_SELECTED EXTRACT:_
To demonstrate compliance with AML rules, banks’ KYC programs must include the following elements:
Customer Identification Program (CIP): As designated by the Patriot Act, a CIP mandates that any person conducting a financial transaction must have their identity verified to prevent fraud, money laundering, and other illegal financial activities. A CIP encompasses identity verification procedures that include documents (e.g., Social Security card or birth certificate), non-documentary methods (e.g., biometrics or face ID), or a combination of both. A bank must verify this information within a reasonable amount of time.
Customer Due Diligence: Due diligence helps banks decide whether a potential customer is trustworthy so they can protect themselves against criminals, terrorists, or politically exposed persons (PEP) who might pose a security risk. The three levels of customer due diligence are Simplified Due Diligence (SDD), Basic Customer Due Diligence (CDD), and Enhanced Due Diligence (EDD). It’s up to the individual institution to determine the risk a customer presents and perform the appropriate level of due diligence to verify their identity.
Ongoing Maintenance: After initially verifying a customer’s identity, banks must routinely check on them, their account, and their financial transactions to ensure nothing is amiss. This includes monitoring for unusual spikes in activity, cross-border activity, media mentions, the inclusion of people on sanction lists, and more.

_EXTRACTED DATA:_

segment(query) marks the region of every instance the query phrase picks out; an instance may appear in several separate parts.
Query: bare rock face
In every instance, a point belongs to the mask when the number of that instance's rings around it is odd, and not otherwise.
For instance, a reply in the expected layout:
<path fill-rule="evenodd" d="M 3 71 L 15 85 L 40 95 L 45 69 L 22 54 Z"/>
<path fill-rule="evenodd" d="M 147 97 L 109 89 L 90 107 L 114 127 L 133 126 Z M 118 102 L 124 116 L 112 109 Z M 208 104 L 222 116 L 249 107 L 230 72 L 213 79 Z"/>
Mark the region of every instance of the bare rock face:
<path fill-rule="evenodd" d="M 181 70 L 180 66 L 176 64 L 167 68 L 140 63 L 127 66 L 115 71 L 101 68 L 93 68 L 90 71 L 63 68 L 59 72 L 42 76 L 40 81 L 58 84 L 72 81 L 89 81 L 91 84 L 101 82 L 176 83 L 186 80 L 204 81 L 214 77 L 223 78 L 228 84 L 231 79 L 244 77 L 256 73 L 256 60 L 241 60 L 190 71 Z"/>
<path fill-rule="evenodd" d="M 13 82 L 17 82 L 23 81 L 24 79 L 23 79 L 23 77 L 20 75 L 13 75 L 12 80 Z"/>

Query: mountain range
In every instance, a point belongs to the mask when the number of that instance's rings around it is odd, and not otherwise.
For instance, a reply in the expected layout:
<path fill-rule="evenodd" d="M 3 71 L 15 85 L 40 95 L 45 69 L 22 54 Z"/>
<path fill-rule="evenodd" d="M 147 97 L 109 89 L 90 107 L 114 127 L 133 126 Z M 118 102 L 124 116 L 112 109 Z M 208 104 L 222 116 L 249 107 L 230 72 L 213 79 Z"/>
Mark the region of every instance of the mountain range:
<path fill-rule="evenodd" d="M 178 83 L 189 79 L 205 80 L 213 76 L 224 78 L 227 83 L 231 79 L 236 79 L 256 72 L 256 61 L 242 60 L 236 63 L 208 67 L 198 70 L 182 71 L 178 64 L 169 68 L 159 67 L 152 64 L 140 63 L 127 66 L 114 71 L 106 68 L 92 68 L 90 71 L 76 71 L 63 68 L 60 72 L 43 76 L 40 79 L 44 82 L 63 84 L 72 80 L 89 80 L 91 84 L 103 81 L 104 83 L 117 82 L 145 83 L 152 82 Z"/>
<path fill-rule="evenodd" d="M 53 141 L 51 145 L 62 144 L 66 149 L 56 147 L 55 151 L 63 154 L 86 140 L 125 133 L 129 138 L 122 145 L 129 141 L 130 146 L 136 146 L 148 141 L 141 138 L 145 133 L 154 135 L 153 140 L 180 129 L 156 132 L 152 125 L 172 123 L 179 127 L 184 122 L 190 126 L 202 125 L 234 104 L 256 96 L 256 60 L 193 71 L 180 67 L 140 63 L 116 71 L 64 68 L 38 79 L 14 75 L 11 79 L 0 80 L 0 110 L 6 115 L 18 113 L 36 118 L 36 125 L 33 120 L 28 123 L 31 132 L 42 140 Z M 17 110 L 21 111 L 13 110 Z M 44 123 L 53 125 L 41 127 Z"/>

_TASK INSTRUCTIONS:_ Reproduce the passage on bank KYC program elements above in full, word for word.

_OUTPUT FOR THIS EXERCISE:_
To demonstrate compliance with AML rules, banks’ KYC programs must include the following elements:
Customer Identification Program (CIP): As designated by the Patriot Act, a CIP mandates that any person conducting a financial transaction must have their identity verified to prevent fraud, money laundering, and other illegal financial activities. A CIP encompasses identity verification procedures that include documents (e.g., Social Security card or birth certificate), non-documentary methods (e.g., biometrics or face ID), or a combination of both. A bank must verify this information within a reasonable amount of time.
Customer Due Diligence: Due diligence helps banks decide whether a potential customer is trustworthy so they can protect themselves against criminals, terrorists, or politically exposed persons (PEP) who might pose a security risk. The three levels of customer due diligence are Simplified Due Diligence (SDD), Basic Customer Due Diligence (CDD), and Enhanced Due Diligence (EDD). It’s up to the individual institution to determine the risk a customer presents and perform the appropriate level of due diligence to verify their identity.
Ongoing Maintenance: After initially verifying a customer’s identity, banks must routinely check on them, their account, and their financial transactions to ensure nothing is amiss. This includes monitoring for unusual spikes in activity, cross-border activity, media mentions, the inclusion of people on sanction lists, and more.